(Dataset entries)
--------------------
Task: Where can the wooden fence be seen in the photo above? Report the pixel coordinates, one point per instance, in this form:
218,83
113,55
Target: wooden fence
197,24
--------------------
* AIM OF THE EXERCISE: Transcribe every record above word for word.

* THE ANSWER:
Task: Where can the wooden fence be seen in the photo above? Report the pixel coordinates, one point per instance, in this form:
218,83
113,55
Target: wooden fence
197,24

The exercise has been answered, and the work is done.